>> Start Extract
Social Security: Your Retirement Benefit
Social Security benefits will make up some portion of your retirement income and for most people, it is an integral part of their retirement planning. Learn what makes you eligible, how your benefit is determined, and what you can do to maximize the amount you’ll receive.
The Social Security Administration estimates that the average retirement benefit received by a retiree is equal to 40% of that person’s pre-retirement income. This is a significant amount of money, but I don’t know many people who live off just 40% of their income each year. It would require some extreme cuts to your spending to survive on Social Security alone. Moreover, unless changes are made to the program, the benefits you expect may be reduced in the future because the number of workers paying into the system is declining in relation to the number of people receiving payments.
According to the Social Security Administration’s 2020 Annual Trustees Report, by 2034 the taxes collected to fund the program will only cover 76% of the retirement benefits promised. If you receive your Social Security statement each year, this bit of information is prominently displayed on the document as a reminder that changes are necessary and likely to occur.
These concerns are why supplementing retirement with pensions, savings, and investments is so important. It is also why understanding the program and how you can maximize the benefit you and your family receive are critical to retirement planning.
How You Become Eligible for Retirement Benefits
The key requirement to becoming eligible for Social Security retirement benefits is that you pay into the system. This is done most commonly through payroll and/or self-employment taxes. Not paying into Social Security is uncommon, but examples of workers who are generally not covered by the program include:
- U.S. government employees covered by the Civil Service Retirement System
- Railroad employees covered by the Railroad Retirement Board
- Some state, county, and municipal employees are covered by a state-funded pension instead of Social Security
- Clergy members who have opted out of the program
To qualify for Social Security retirement benefits a person must earn 40 work credits, which usually amounts to ten years of work history. In 2021, you’ll receive one Social Security credit for every calendar quarter in which you earn at least $1,470. This means that you effectively only need to earn $5,880 annually for a decade to earn the required number of credits that will make you eligible to receive a benefit.
>> End Extract
>> Start Provided material
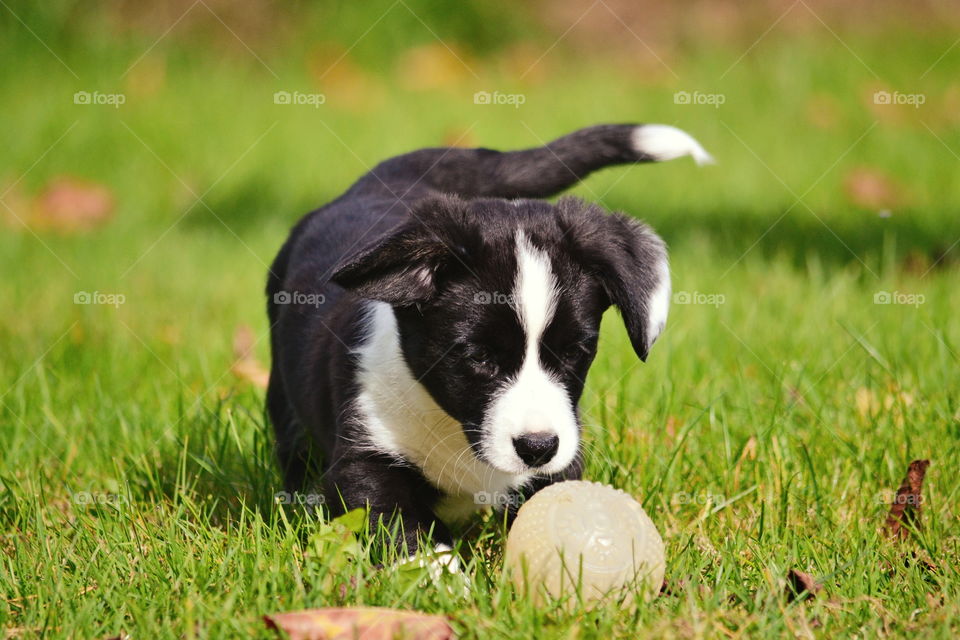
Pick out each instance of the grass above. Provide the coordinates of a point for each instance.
(764, 434)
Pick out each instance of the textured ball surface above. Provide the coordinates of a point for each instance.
(577, 530)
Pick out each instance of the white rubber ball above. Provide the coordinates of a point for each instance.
(589, 534)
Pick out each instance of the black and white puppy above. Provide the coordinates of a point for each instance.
(433, 326)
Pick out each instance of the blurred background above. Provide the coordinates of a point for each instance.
(155, 155)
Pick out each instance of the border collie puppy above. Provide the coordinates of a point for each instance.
(433, 326)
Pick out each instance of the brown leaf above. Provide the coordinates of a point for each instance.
(801, 586)
(905, 509)
(432, 66)
(246, 366)
(870, 189)
(71, 205)
(360, 623)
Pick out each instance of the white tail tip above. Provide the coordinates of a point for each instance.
(663, 142)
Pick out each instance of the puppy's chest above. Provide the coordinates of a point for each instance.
(408, 428)
(397, 416)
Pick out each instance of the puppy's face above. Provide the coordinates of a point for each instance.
(498, 306)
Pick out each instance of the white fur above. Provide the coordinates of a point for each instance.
(400, 418)
(663, 142)
(659, 304)
(532, 401)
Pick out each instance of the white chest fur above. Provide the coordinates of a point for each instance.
(400, 418)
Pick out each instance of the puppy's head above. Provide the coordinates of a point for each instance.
(498, 306)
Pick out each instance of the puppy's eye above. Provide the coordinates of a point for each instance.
(482, 362)
(574, 353)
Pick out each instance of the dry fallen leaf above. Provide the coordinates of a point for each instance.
(360, 623)
(70, 205)
(905, 509)
(246, 366)
(870, 189)
(432, 66)
(801, 586)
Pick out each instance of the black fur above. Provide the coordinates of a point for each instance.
(428, 232)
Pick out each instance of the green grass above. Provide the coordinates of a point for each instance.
(763, 434)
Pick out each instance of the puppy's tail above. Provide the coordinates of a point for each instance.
(542, 171)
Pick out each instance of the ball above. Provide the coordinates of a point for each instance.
(587, 535)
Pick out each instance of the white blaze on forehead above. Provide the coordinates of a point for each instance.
(533, 400)
(535, 292)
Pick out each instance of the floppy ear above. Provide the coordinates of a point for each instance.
(401, 268)
(630, 262)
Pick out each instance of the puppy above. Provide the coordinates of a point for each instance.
(432, 327)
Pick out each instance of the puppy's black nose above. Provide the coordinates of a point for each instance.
(536, 449)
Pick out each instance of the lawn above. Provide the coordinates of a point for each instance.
(812, 351)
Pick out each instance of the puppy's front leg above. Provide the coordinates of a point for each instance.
(392, 493)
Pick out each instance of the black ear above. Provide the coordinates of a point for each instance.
(401, 268)
(630, 262)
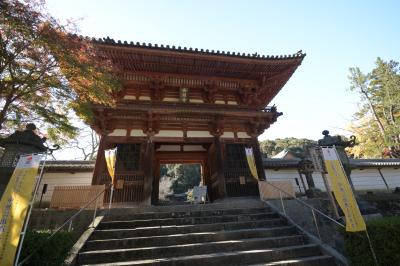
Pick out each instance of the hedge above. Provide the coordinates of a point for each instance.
(385, 238)
(51, 252)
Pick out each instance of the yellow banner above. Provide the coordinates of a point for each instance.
(14, 205)
(111, 157)
(342, 191)
(251, 162)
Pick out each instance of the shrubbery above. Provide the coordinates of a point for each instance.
(51, 252)
(385, 237)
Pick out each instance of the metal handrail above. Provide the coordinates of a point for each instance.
(306, 204)
(64, 224)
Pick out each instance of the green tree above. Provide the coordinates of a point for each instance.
(272, 147)
(185, 176)
(376, 124)
(45, 71)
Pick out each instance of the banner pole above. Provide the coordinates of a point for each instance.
(372, 248)
(23, 233)
(111, 196)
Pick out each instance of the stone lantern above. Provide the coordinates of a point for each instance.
(18, 143)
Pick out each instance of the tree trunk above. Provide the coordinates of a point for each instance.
(3, 112)
(378, 121)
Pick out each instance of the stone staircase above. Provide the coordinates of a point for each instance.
(244, 232)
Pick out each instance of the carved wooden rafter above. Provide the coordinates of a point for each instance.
(157, 87)
(210, 91)
(217, 127)
(153, 125)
>> End Provided material
=== Short exercise ===
Using the Social Security article, please explain in one to three sentences why it says supplementing retirement with pensions, savings, and investments is so important.

=== Result for this exercise ===
The average Social Security retirement benefit equals only about 40% of a person's pre-retirement income, so living on it alone would take extreme spending cuts. Benefits may also be reduced later because the number of workers paying into the system is declining relative to the number receiving payments, and by 2034 the taxes collected will cover only 76% of promised benefits.